[begin Provided records]
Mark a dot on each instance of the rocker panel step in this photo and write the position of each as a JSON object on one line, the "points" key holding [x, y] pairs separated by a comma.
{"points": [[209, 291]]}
[end Provided records]
[begin Provided records]
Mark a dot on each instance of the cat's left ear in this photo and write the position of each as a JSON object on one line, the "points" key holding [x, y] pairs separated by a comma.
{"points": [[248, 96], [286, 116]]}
[end Provided records]
[begin Provided records]
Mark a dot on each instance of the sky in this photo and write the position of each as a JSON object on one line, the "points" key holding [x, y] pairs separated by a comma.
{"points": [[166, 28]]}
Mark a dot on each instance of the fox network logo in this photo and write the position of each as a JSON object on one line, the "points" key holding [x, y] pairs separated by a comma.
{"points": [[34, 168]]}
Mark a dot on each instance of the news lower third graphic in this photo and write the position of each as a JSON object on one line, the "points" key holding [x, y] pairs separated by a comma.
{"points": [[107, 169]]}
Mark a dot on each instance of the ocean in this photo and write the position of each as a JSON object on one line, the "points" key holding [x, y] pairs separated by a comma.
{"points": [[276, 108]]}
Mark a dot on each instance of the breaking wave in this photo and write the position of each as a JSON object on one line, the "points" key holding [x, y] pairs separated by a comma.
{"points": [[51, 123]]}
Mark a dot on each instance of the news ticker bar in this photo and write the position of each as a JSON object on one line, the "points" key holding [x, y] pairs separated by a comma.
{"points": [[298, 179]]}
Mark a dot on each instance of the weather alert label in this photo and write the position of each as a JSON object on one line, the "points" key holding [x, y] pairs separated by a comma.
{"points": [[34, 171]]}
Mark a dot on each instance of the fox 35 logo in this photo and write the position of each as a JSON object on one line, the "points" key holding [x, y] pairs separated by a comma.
[end Provided records]
» Description of the task: Rescale the data starting at the line that contains "Mark a dot on each instance of the breaking" and ending at the line that contains "Mark a dot on each instance of the fox 35", and write out only those lines again, requests included. Multiply every point coordinate in the answers by 1.8 and round each result to a whole number, with halves rounding up.

» Final answer:
Mark a dot on each instance of the breaking wave in this photo and write the position of each as a JSON object on one line, the "points" key holding [x, y] pairs separated by a comma.
{"points": [[92, 221]]}
Mark a dot on each instance of the news ticker bar in this photo and write the position of each as a JSON object on one line, the "points" key holding [x, y] pairs separated by a comma.
{"points": [[536, 322]]}
Mark a dot on each instance of the weather alert label in this photo and write the position of each as a JSON object on one line, the "points" key holding [x, y] pairs separated by a comma.
{"points": [[61, 308]]}
Mark a dot on each instance of the fox 35 logo in this photo and write the position of each as a JSON object on one line, the "points" key holding [x, y] pairs separated by a comma.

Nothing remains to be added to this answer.